Day 136
Week 20 Day 3: Vision Fatigue Is Real -- And You Are Probably Causing It
Vision fatigue does not come from bad visions. It comes from too many good ones. The leader who has a new great idea every month is more dangerous than the leader who has no ideas at all.
Lesson Locked
This is a counterintuitive truth: the most visionary leaders are often the biggest source of organizational dysfunction. They see possibilities everywhere. They get excited about new directions. They want to pursue every opportunity. Their teams drown in a constant stream of new priorities. The problem is not lack of vision -- it is lack of discipline about which visions to act on and which to file away.
Here is the self-diagnostic for vision fatigue. Answer honestly. How many times in the past 12 months have you significantly changed your team's strategic direction or top priority? If the answer is zero, you may be too rigid. If the answer is one or two, you are likely in a healthy range -- strategic adjustment based on real learning. If the answer is three or more, you are probably causing vision fatigue. Now ask: for each direction change, what new information triggered the change? If the trigger was genuine market feedback, competitive threat, or customer data, the change was probably justified. If the trigger was a conference talk, a competitor's press release, a board member's suggestion, or your own restlessness, the change was probably premature. The hardest part of this diagnostic is honesty. Most leaders describe their direction changes as 'responding to the market,' but when pressed, the trigger was often 'I attended a conference and got excited about a new approach.' There is nothing wrong with getting excited about new ideas. But there is a critical difference between collecting ideas and acting on them. The best leaders I have observed maintain an 'ideas backlog' -- a place where exciting new directions go to be evaluated rather than immediately implemented. Every quarter, they review the backlog against their current strategy and ask: 'Does this new idea justify the cost of a pivot, including the hidden costs from yesterday?' Usually, the answer is no.

• _ACTIONS TO TAKE_:
• a. In the vision fatigue lesson, how many major changes of strategic direction in the past 12 months mean a leader is probably causing vision fatigue?
• b. Please reproduce the vision fatigue lesson word for word, from "Lesson Locked" down to "to file away.".
• c. Continue the lesson on vision fatigue from the point where it stops.

• _GIVEN RECORDS_:

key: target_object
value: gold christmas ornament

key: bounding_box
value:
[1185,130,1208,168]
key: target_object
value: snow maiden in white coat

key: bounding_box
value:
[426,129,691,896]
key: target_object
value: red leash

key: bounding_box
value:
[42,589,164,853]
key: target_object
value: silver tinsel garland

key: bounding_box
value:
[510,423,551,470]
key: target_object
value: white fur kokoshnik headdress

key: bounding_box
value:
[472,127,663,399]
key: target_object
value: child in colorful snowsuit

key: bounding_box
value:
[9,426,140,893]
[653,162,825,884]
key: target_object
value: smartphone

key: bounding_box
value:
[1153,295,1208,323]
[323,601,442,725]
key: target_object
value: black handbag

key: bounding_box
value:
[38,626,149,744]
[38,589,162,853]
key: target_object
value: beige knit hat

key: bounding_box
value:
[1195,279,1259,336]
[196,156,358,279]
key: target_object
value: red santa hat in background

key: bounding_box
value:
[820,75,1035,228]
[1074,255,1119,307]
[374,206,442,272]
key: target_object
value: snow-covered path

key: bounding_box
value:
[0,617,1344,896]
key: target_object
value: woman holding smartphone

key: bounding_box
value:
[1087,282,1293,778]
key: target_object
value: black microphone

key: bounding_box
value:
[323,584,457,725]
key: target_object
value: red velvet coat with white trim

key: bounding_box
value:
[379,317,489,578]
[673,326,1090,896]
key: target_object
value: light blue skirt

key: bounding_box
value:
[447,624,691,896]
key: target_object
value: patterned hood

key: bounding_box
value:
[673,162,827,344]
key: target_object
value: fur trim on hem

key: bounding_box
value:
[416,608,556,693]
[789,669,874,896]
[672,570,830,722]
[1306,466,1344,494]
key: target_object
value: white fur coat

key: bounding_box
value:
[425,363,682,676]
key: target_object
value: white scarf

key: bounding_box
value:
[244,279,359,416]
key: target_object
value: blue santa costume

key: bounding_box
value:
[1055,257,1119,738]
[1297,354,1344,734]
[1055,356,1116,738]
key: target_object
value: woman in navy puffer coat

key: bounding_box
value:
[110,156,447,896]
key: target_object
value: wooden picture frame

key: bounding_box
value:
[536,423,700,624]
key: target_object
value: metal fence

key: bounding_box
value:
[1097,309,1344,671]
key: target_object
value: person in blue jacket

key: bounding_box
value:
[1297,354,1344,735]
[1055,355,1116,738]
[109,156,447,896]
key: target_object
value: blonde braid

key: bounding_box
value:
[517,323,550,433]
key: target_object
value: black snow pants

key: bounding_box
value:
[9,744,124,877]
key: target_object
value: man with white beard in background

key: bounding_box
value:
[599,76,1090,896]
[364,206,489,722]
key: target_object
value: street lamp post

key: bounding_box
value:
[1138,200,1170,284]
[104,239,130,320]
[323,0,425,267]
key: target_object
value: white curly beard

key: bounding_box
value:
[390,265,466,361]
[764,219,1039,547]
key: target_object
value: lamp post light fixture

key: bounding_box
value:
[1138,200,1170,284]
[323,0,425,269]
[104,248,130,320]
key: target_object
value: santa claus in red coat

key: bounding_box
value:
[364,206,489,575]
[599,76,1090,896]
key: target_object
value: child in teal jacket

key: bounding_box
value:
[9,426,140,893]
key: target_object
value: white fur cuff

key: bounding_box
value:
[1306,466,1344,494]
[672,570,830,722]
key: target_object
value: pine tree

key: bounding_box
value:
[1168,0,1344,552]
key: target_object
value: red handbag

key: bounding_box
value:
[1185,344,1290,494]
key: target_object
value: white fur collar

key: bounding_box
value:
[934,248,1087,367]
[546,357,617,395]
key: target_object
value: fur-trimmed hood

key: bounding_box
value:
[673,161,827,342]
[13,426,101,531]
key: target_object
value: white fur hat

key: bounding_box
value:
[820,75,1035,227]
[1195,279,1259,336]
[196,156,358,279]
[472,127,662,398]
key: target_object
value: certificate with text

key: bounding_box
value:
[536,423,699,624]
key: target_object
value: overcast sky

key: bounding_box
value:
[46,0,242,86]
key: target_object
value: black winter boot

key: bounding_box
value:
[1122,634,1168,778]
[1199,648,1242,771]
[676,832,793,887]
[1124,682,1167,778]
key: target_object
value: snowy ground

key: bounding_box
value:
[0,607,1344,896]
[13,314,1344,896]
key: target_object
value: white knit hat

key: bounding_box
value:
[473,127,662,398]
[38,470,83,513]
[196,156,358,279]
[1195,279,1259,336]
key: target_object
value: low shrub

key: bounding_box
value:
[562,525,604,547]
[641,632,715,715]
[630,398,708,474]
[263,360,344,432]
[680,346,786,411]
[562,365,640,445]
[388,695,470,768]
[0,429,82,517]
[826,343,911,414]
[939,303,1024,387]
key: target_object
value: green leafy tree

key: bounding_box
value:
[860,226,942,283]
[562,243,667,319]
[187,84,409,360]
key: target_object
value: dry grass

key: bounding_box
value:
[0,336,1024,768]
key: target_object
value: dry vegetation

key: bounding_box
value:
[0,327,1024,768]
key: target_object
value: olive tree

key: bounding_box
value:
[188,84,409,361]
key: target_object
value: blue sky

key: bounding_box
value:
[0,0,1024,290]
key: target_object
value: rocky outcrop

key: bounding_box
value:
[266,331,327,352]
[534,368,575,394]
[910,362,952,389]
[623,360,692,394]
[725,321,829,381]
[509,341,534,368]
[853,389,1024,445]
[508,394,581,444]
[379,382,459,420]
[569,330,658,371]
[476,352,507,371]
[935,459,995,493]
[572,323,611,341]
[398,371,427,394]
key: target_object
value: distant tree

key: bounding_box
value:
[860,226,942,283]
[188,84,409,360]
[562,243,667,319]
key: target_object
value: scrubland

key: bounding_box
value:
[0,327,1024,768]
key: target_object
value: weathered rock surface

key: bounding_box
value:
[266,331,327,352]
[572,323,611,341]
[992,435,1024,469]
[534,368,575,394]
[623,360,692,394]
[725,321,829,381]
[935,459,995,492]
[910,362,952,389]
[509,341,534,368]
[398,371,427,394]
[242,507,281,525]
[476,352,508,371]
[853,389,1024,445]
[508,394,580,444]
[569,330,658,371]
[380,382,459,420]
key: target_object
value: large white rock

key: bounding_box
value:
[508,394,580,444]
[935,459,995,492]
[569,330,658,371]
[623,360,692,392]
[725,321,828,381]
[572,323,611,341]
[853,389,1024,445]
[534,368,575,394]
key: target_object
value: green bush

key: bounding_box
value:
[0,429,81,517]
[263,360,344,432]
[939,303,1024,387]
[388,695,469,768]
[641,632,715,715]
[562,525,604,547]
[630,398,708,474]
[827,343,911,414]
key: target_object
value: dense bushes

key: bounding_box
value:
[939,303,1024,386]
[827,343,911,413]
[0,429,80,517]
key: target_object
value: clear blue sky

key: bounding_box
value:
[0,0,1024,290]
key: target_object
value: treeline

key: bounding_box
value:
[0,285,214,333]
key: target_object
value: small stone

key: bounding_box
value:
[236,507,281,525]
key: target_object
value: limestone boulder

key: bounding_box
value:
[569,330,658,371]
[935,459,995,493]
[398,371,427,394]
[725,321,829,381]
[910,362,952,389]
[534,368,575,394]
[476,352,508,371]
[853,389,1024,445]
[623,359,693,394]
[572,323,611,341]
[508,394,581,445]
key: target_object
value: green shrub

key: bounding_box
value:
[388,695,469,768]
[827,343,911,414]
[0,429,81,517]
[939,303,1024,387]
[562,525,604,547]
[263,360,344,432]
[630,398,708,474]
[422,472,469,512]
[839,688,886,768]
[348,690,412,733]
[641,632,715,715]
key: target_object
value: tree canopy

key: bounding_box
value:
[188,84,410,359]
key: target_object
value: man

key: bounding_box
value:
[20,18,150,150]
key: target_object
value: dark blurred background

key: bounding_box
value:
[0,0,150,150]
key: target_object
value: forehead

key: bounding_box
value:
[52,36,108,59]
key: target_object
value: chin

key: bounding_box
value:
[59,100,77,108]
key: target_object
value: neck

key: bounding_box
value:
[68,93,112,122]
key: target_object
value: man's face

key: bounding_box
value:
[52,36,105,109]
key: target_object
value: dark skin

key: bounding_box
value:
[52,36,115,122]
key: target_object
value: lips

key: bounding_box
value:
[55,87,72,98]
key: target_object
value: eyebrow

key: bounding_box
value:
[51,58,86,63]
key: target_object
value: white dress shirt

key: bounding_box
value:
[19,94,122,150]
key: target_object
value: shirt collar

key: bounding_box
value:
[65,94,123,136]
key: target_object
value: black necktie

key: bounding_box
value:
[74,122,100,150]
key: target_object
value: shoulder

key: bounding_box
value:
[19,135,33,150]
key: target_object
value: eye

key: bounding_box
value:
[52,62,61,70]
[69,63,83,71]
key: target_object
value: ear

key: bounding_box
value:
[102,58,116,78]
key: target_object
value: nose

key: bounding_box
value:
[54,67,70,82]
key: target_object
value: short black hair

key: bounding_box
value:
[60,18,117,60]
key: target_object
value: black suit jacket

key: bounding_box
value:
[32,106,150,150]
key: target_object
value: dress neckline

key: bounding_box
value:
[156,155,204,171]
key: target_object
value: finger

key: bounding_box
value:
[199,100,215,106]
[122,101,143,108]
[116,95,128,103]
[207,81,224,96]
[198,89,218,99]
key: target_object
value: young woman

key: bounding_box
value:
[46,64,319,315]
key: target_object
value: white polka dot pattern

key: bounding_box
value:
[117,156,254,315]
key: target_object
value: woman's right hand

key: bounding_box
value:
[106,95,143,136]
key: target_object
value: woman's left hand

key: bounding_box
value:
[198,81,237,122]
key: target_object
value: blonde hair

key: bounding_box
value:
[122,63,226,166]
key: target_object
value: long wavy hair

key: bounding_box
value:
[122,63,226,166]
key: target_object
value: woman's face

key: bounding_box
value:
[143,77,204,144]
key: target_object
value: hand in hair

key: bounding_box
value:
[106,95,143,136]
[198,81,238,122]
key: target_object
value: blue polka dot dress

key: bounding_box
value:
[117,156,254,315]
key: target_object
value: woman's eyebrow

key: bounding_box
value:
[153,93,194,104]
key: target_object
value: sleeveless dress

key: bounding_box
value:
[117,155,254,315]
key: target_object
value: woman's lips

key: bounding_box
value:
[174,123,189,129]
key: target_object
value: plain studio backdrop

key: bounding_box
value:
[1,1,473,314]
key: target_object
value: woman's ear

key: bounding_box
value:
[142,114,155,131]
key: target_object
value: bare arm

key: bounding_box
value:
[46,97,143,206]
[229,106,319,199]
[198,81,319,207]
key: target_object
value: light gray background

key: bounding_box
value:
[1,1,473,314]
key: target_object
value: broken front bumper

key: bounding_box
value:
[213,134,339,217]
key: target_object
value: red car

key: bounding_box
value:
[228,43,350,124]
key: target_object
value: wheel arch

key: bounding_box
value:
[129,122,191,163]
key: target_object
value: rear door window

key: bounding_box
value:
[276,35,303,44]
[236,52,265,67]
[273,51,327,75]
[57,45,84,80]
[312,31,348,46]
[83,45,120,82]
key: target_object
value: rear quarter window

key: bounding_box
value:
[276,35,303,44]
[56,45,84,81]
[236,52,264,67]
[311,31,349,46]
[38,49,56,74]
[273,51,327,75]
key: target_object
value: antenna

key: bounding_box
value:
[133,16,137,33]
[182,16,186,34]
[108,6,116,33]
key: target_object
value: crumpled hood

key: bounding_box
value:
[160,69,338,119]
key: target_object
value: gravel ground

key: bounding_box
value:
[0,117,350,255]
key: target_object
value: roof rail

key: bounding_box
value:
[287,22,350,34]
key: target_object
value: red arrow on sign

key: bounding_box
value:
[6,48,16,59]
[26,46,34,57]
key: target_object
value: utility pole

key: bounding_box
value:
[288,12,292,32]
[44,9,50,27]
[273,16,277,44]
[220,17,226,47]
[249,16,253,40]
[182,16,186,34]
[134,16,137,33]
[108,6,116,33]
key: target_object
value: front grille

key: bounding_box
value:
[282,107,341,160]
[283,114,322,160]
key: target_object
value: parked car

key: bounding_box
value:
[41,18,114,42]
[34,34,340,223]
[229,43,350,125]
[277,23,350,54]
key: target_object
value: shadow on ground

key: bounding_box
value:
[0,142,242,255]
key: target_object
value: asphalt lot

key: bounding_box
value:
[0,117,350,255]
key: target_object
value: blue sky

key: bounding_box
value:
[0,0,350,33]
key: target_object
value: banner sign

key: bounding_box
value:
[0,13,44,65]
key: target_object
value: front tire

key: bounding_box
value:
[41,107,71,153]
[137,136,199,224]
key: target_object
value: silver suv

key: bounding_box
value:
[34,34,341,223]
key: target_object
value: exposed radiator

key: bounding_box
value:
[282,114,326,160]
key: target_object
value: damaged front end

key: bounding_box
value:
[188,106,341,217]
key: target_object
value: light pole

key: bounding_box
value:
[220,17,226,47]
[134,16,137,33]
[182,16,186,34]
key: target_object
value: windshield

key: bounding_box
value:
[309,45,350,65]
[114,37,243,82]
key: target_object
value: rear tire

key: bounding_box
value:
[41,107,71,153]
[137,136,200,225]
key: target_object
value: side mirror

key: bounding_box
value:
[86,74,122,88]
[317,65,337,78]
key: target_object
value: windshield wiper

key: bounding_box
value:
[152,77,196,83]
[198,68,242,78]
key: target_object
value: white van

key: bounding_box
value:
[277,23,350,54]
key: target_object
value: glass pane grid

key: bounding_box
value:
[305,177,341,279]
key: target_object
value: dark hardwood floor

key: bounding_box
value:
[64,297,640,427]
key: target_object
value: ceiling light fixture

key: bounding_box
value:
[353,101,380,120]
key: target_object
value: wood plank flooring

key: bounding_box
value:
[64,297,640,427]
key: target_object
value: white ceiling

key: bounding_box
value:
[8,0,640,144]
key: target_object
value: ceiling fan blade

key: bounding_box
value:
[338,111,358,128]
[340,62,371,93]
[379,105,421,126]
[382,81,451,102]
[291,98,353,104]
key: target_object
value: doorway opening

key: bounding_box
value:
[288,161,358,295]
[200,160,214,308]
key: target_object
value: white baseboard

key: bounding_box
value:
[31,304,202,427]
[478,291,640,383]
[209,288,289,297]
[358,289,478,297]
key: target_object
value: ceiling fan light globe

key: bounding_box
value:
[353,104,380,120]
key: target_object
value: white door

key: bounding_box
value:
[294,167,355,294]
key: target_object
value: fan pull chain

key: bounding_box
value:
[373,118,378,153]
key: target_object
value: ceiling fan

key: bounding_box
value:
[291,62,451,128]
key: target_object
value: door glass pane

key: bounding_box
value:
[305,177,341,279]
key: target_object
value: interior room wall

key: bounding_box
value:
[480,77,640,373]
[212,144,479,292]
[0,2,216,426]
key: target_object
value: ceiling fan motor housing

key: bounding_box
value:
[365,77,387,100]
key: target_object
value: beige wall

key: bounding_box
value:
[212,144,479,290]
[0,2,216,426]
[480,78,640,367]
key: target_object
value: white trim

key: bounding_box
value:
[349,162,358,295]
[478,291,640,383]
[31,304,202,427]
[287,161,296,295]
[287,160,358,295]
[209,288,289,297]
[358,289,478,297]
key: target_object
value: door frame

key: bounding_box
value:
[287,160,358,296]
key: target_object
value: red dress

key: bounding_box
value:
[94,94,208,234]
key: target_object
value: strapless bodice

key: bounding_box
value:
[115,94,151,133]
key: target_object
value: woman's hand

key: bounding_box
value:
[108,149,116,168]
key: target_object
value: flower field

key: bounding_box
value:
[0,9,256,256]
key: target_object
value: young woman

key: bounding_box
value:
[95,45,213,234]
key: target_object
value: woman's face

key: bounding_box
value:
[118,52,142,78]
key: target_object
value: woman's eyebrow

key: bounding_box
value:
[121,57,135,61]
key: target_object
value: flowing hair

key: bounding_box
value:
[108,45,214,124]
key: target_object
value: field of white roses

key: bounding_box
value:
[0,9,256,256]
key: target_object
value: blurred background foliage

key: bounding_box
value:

• _RESPONSES PER TASK_:
• a. Three or more.

• b.
Lesson Locked
This is a counterintuitive truth: the most visionary leaders are often the biggest source of organizational dysfunction. They see possibilities everywhere. They get excited about new directions. They want to pursue every opportunity. Their teams drown in a constant stream of new priorities. The problem is not lack of vision -- it is lack of discipline about which visions to act on and which to file away.

• c.
The vision fatigue diagnostic connects to research on executive attention and strategic focus. Ocasio (1997) developed the 'attention-based view of the firm,' which posits that organizational behavior is determined by how leaders distribute their limited attention across issues and opportunities. Leaders with high novelty-seeking tendencies (what psychologists call 'openness to experience' in the Big Five model) are particularly susceptible to what Ocasio calls 'attentional engagement traps' -- stimuli that capture attention and trigger action disproportionate to their strategic value. Research by Hayward and Hambrick (1997) on CEO hubris demonstrates that confident, visionary leaders are more likely to pursue value-destroying strategic changes because their confidence in the new direction exceeds the evidence supporting it. The 'ideas backlog' recommendation is an application of what Kahneman (2011) calls 'slow thinking' -- deliberately routing exciting ideas through an analytical process rather than acting on the immediate emotional response. Collins (2001) in 'Good to Great' found that the companies that achieved sustained greatness were led not by visionary innovators but by what he called 'Level 5 leaders' -- executives who combined deep personal humility with intense professional will, and whose discipline was expressed as much through what they chose not to pursue as through what they chose to pursue.